# [PROBLEM REQUIREMENTS]
Keeping every character as it is, transcribe the entries below.

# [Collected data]
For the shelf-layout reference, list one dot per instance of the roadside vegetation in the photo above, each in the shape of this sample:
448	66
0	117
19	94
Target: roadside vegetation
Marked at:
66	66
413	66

# [TASK OUTPUT]
For the shelf-layout reference, list one dot per instance of the roadside vegetation in the photo above, each in the shape of this sample:
448	66
0	117
19	94
Target: roadside vegetation
Marked at:
66	66
413	66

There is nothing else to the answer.